» Data lines:

· · ·

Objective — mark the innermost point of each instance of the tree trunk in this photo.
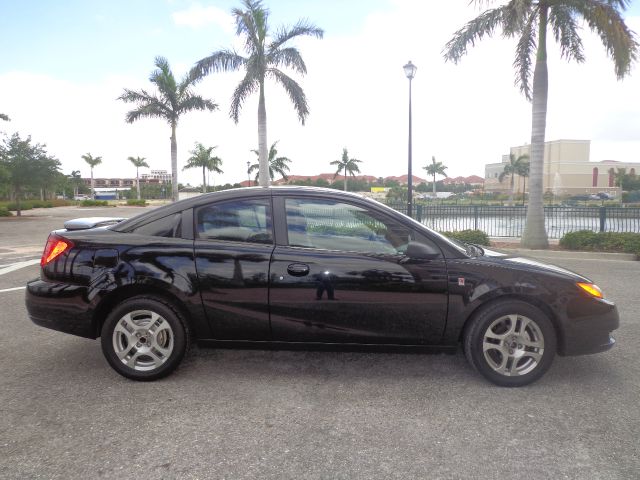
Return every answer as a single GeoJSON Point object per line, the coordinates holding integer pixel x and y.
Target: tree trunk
{"type": "Point", "coordinates": [345, 178]}
{"type": "Point", "coordinates": [174, 163]}
{"type": "Point", "coordinates": [263, 171]}
{"type": "Point", "coordinates": [511, 191]}
{"type": "Point", "coordinates": [535, 235]}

· · ·

» Set exercise: Could you express the lines above as a Markdown table with the columns "Row" and "Line text", one numbered row per line, skipping any blank lines and leaving the picture out?

» Solution to the exercise:
| Row | Line text |
|---|---|
| 1 | Objective — mark the innermost point of each instance of the tree trunk in this photo. |
| 2 | Return every answer as a single GeoJSON Point object per line, the coordinates holding integer pixel x and y. |
| 3 | Target: tree trunk |
| 4 | {"type": "Point", "coordinates": [345, 178]} |
| 5 | {"type": "Point", "coordinates": [174, 163]} |
| 6 | {"type": "Point", "coordinates": [263, 171]} |
| 7 | {"type": "Point", "coordinates": [511, 191]} |
| 8 | {"type": "Point", "coordinates": [535, 235]} |